And so literally, in that case, buying her name.com and dot-net and dot-org, and putting up websites. Essentially, what I did is I set up a site using a… There’s a site – thispersondoesnotexist… so it’s an AI-generated, face and person essentially created a whole persona of a person around that domain name. And that ranks very, very well in Bing. And so Bing really seems to give a favorable result to the exact match or the keyword in the domain. And it goes back to the same thing with companies. Even if you just use your companyname.com, you know, there’s a good chance if you are such and such systems.com and you use your company name, you’re going to rank for your unique company name. I think there’s a benefit there, to having your companyname.com

18:41
Same thing. Obviously, for your own personal reputation, obviously getting DocSheldon.com, Bill.Hartzer.com and so forth, and always putting up a page or a small site on there. Definitely, it is a positive thing. I talk a lot to college students who were in different internet marketing classes, and one of the recommendations I have; you’re starting out, you need to start thinking about your reputation online when potential employers search, you got to get yourname.com because that’s going to give you a leg up especially if you connect your social accounts and your and so forth to your name, that you’re going to be able to control those results. And I’m amazed also about how many celebrities and so forth that don’t claim their knowledge panel in Google, they haven’t done that, they have not, they don’t have their own dot-com name, they have not taken control, essentially, of their search results.

## GIVEN INFORMATION
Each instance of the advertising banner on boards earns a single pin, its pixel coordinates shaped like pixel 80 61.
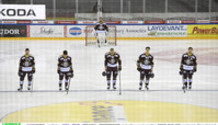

## EXERCISE OBJECTIVE
Return the full transcript above about owning your own domain name, word for word.

## FINISHED TASK
And so literally, in that case, buying her name.com and dot-net and dot-org, and putting up websites. Essentially, what I did is I set up a site using a… There’s a site – thispersondoesnotexist… so it’s an AI-generated, face and person essentially created a whole persona of a person around that domain name. And that ranks very, very well in Bing. And so Bing really seems to give a favorable result to the exact match or the keyword in the domain. And it goes back to the same thing with companies. Even if you just use your companyname.com, you know, there’s a good chance if you are such and such systems.com and you use your company name, you’re going to rank for your unique company name. I think there’s a benefit there, to having your companyname.com

18:41
Same thing. Obviously, for your own personal reputation, obviously getting DocSheldon.com, Bill.Hartzer.com and so forth, and always putting up a page or a small site on there. Definitely, it is a positive thing. I talk a lot to college students who were in different internet marketing classes, and one of the recommendations I have; you’re starting out, you need to start thinking about your reputation online when potential employers search, you got to get yourname.com because that’s going to give you a leg up especially if you connect your social accounts and your and so forth to your name, that you’re going to be able to control those results. And I’m amazed also about how many celebrities and so forth that don’t claim their knowledge panel in Google, they haven’t done that, they have not, they don’t have their own dot-com name, they have not taken control, essentially, of their search results.